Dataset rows
--------------------------------------------------

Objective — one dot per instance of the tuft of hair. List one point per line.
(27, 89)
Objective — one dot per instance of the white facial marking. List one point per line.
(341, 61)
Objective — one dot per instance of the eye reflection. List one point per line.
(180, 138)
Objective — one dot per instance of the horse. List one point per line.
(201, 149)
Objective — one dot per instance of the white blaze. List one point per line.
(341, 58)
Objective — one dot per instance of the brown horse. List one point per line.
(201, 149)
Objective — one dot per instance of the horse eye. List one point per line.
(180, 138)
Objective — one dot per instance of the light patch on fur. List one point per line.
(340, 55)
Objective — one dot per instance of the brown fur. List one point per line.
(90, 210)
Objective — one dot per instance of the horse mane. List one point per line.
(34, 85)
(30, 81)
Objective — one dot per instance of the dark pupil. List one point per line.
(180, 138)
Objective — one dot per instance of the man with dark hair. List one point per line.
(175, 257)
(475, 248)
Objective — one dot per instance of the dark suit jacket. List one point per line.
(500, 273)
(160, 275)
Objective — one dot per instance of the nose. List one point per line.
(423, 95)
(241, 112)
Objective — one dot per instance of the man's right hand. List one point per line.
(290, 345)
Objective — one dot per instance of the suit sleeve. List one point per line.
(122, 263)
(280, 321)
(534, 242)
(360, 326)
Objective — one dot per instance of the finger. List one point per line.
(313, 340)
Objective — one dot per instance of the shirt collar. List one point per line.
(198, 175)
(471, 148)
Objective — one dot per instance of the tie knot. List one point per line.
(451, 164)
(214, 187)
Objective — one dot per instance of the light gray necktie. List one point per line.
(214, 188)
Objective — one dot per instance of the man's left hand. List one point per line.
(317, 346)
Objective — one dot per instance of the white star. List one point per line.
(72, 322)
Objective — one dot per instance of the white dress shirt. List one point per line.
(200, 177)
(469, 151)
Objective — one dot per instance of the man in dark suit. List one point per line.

--------------------------------------------------

Prompt: Please reproduce all of the material above word for word, keeping every line intact.

Exercise output:
Objective — one dot per instance of the tuft of hair. List one point per line.
(27, 89)
Objective — one dot per instance of the white facial marking. List one point per line.
(341, 61)
Objective — one dot per instance of the eye reflection. List one point per line.
(180, 138)
Objective — one dot per instance of the horse. List one point per line.
(201, 149)
Objective — one dot per instance of the white blaze. List one point per line.
(341, 58)
Objective — one dot per instance of the brown horse. List one point per line.
(201, 149)
Objective — one dot per instance of the horse eye. List one point per line.
(180, 138)
Objective — one dot per instance of the light patch on fur. List one point per line.
(340, 55)
Objective — one dot per instance of the brown fur. List one point per line.
(90, 210)
Objective — one dot per instance of the horse mane. List one point per line.
(34, 85)
(30, 81)
Objective — one dot per instance of the dark pupil. List one point per line.
(180, 138)
Objective — one dot per instance of the man with dark hair. List one point per line.
(175, 257)
(475, 248)
Objective — one dot per instance of the dark suit jacket. List one point per line.
(500, 273)
(160, 275)
Objective — one dot per instance of the nose. List one point per line.
(423, 95)
(241, 112)
Objective — one dot per instance of the man's right hand. List one point per line.
(290, 345)
Objective — one dot per instance of the suit sleeve. List one point per line.
(122, 263)
(280, 321)
(534, 242)
(360, 326)
Objective — one dot per instance of the finger. List one point per line.
(313, 340)
Objective — one dot per instance of the shirt collar. List one point per line.
(198, 175)
(471, 148)
Objective — one dot per instance of the tie knot. List one point per line.
(451, 164)
(214, 187)
Objective — one dot per instance of the light gray necktie. List one point per line.
(214, 188)
Objective — one dot per instance of the man's left hand. List one point per line.
(317, 346)
Objective — one dot per instance of the white star. List one point per line.
(72, 322)
Objective — one dot per instance of the white dress shirt. List one point per line.
(200, 177)
(469, 151)
Objective — one dot per instance of the man in dark suit. List one point per line.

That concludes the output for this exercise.